SOURCE EXCERPT:
— Begin —
Version: 3.19 (unreleased)

Getting Started

Nirvana is written in C# using .NET Core (an amazing runtime environment that currently runs on Windows, Linux, Mac OS X, and in Docker images). Once .NET Core has been downloaded, all you need to do is grab the source, compile it, and grab the data files.

tip

Nirvana currently uses .NET Core 3.1 or later. Please make sure that you have the most current runtime from the .NET Core downloads page.

Quick Start

If you want to get started right away, we've created a script that downloads Nirvana, compiles it, and starts annotating a test file:

curl -O https://illumina.github.io/NirvanaDocumentation/files/TestNirvana.sh
bash ./TestNirvana.sh

We have verified that this script works on Windows (using Git Bash or WSL), Linux, and Mac OS X.

Getting Nirvana

Compile from Source

The following will grab the latest version of Nirvana from GitHub and compile it using the .NET Core compiler:

git clone https://github.com/Illumina/Nirvana.git
cd Nirvana
dotnet build -c Release

GitHub Release Notes

Alternatively, you can grab the latest binaries from our GitHub Releases page:

mkdir -p Nirvana/Data
cd Nirvana
unzip Nirvana-3.18.1-net6.0.zip

Docker

You can find us on Docker Hub under annotation/nirvana:

caution

We think Docker is fantastic. However, because our data files are usually accessed through a Docker volume, there is a noticeable performance penalty when running Nirvana in Docker.
— End —
[Coordinate annotation entries]
— Begin —
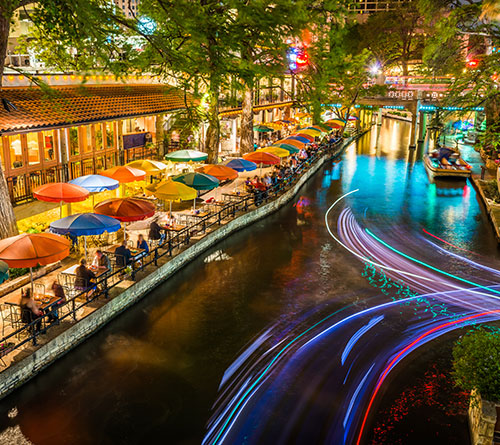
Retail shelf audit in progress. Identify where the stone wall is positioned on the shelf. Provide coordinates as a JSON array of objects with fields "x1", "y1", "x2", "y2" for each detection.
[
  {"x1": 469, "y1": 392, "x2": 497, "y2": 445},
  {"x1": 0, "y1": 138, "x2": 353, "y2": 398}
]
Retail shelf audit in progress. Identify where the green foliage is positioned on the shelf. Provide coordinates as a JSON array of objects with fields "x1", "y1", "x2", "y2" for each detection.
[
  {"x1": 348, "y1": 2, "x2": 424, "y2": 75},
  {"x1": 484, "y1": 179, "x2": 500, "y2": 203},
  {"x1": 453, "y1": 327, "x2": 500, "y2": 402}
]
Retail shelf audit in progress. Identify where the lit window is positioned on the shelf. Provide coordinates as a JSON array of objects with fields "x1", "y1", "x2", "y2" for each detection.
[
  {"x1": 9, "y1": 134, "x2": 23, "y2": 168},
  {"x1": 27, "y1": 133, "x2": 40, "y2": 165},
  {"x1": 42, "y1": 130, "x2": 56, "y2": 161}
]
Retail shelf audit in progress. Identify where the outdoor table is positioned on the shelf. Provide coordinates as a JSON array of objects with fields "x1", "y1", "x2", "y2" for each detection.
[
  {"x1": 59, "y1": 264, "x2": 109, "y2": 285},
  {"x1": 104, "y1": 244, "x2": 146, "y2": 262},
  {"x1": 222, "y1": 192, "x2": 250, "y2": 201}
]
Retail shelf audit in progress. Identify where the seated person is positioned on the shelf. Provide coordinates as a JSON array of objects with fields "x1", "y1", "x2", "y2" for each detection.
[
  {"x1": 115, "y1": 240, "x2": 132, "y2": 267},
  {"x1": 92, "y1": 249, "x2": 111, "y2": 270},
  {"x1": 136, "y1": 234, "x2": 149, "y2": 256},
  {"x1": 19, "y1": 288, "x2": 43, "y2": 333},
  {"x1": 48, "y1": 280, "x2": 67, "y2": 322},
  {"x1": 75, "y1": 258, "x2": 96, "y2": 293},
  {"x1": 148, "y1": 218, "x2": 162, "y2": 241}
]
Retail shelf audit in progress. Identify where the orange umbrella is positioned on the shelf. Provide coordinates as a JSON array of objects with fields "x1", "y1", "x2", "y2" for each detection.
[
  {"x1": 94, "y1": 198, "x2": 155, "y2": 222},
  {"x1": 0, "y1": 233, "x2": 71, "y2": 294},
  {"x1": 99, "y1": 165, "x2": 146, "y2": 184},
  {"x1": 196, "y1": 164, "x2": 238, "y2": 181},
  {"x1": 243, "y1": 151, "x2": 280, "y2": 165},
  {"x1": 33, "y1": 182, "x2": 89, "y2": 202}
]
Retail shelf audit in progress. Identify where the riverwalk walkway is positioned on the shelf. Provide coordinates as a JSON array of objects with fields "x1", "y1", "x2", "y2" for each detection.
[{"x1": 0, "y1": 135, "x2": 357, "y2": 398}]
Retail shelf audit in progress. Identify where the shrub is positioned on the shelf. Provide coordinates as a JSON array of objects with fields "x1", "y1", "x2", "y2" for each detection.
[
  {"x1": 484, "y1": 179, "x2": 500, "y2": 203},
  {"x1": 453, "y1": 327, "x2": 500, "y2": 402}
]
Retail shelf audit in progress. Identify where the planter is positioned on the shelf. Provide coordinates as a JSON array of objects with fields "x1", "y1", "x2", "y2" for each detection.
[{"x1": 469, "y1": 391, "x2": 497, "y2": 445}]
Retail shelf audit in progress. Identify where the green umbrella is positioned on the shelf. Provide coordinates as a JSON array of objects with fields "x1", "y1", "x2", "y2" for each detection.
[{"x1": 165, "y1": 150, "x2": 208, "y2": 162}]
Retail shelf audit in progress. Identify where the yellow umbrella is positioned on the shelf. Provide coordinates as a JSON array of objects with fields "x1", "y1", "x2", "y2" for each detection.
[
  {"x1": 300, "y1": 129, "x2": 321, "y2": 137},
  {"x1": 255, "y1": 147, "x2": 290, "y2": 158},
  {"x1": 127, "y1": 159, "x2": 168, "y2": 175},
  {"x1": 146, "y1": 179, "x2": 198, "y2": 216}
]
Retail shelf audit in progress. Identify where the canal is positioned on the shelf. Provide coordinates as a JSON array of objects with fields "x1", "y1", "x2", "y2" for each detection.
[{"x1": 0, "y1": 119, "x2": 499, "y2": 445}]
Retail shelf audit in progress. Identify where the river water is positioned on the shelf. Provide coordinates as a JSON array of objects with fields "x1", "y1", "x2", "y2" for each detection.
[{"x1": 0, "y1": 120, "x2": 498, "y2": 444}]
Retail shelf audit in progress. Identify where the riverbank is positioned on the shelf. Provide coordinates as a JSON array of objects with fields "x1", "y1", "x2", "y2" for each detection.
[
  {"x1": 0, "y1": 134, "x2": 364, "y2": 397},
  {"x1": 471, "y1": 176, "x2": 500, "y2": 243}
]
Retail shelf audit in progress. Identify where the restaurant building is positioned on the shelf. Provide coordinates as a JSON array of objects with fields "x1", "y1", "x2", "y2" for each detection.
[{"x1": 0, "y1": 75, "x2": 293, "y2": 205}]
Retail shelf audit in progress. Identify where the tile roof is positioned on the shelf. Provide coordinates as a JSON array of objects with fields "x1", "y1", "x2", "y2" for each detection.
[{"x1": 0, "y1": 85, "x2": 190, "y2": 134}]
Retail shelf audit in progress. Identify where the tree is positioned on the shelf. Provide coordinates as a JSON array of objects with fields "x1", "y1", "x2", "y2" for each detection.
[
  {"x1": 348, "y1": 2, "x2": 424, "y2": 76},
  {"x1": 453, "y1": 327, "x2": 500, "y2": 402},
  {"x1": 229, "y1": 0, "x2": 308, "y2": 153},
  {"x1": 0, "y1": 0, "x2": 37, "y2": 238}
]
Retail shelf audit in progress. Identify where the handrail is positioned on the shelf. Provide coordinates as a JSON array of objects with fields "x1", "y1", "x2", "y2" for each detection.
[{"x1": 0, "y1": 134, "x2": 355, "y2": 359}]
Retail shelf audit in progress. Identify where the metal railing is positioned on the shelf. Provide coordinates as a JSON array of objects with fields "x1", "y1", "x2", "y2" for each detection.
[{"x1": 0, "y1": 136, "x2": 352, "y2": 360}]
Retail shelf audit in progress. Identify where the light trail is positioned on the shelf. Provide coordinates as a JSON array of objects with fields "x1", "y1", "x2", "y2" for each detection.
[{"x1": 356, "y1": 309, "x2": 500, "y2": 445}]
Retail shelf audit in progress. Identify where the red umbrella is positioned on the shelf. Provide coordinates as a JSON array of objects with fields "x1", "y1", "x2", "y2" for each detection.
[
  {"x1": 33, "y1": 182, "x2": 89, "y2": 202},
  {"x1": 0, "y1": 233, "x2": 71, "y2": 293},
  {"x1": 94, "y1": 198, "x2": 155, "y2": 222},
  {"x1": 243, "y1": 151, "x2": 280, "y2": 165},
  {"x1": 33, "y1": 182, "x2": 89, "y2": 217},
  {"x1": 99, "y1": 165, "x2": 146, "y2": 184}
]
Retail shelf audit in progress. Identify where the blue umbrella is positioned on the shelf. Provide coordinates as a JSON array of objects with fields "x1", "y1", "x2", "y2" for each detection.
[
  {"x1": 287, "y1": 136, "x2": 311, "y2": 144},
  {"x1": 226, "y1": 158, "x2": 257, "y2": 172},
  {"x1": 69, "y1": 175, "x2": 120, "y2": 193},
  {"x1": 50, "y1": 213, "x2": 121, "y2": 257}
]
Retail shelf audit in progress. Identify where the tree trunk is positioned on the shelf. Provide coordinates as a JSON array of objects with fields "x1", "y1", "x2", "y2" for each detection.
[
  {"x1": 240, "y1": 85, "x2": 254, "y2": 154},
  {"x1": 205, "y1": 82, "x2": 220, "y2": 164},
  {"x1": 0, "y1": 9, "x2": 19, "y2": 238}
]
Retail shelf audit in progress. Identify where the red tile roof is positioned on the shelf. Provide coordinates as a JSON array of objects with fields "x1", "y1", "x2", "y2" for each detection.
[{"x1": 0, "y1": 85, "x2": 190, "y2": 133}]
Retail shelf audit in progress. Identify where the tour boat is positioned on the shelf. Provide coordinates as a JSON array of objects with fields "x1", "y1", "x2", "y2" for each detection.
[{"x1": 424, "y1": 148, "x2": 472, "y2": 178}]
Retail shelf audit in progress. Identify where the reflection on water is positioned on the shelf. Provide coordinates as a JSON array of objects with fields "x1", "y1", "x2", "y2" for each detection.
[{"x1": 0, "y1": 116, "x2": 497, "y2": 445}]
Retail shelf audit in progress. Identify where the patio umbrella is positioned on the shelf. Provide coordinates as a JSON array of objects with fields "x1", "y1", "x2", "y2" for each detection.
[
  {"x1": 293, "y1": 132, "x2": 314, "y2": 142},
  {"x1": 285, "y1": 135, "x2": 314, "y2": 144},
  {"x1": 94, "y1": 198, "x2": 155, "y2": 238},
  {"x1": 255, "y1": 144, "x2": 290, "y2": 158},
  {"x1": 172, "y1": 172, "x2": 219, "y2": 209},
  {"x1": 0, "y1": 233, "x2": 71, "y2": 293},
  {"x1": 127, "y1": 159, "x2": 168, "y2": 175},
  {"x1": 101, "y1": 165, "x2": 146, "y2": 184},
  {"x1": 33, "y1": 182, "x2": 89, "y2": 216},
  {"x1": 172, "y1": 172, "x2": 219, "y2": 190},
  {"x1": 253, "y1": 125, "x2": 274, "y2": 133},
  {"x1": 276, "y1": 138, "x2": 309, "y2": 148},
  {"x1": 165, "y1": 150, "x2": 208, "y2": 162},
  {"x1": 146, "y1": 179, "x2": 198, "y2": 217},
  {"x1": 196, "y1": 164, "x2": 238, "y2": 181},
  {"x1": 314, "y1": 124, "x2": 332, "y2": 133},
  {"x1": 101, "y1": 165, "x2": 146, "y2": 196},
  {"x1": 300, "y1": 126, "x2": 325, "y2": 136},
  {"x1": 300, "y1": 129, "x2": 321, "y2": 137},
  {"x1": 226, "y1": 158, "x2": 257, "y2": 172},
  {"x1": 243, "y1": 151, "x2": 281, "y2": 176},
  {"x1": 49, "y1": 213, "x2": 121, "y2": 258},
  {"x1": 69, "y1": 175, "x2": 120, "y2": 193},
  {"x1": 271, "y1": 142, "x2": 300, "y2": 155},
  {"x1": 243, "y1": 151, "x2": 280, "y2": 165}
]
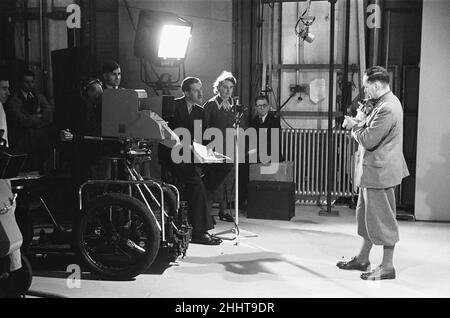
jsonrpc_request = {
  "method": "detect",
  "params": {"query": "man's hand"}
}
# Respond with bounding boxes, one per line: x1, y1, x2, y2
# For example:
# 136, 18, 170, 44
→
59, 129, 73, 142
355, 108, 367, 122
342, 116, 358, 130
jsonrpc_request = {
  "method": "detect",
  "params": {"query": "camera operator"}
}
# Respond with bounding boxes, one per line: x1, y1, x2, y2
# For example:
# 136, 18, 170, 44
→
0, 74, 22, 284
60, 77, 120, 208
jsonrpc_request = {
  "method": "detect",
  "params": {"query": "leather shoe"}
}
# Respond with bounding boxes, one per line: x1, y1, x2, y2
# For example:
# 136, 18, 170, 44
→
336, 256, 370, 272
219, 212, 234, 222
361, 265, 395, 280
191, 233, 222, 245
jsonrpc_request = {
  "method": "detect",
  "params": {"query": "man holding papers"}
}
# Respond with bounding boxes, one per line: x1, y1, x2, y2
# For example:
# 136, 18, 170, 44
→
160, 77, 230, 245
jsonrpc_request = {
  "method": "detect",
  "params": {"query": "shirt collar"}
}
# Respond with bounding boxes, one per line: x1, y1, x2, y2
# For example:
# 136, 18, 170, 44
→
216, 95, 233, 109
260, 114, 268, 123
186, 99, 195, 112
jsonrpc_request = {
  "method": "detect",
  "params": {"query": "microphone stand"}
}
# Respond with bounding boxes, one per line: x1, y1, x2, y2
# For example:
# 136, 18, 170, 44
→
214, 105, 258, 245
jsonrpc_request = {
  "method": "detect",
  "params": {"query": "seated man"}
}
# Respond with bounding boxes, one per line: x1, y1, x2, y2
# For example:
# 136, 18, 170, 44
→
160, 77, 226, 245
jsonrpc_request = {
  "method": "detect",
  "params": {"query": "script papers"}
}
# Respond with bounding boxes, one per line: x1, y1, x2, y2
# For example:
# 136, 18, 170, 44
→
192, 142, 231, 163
— End —
Write out the Nirvana getting-started page above in full, word for word.

RESPONSE TO THE TASK:
Version: 3.19 (unreleased)

Getting Started

Nirvana is written in C# using .NET Core (an amazing runtime environment that currently runs on Windows, Linux, Mac OS X, and in Docker images). Once .NET Core has been downloaded, all you need to do is grab the source, compile it, and grab the data files.

tip

Nirvana currently uses .NET Core 3.1 or later. Please make sure that you have the most current runtime from the .NET Core downloads page.

Quick Start

If you want to get started right away, we've created a script that downloads Nirvana, compiles it, and starts annotating a test file:

curl -O https://illumina.github.io/NirvanaDocumentation/files/TestNirvana.sh
bash ./TestNirvana.sh

We have verified that this script works on Windows (using Git Bash or WSL), Linux, and Mac OS X.

Getting Nirvana

Compile from Source

The following will grab the latest version of Nirvana from GitHub and compile it using the .NET Core compiler:

git clone https://github.com/Illumina/Nirvana.git
cd Nirvana
dotnet build -c Release

GitHub Release Notes

Alternatively, you can grab the latest binaries from our GitHub Releases page:

mkdir -p Nirvana/Data
cd Nirvana
unzip Nirvana-3.18.1-net6.0.zip

Docker

You can find us on Docker Hub under annotation/nirvana:

caution

We think Docker is fantastic. However, because our data files are usually accessed through a Docker volume, there is a noticeable performance penalty when running Nirvana in Docker.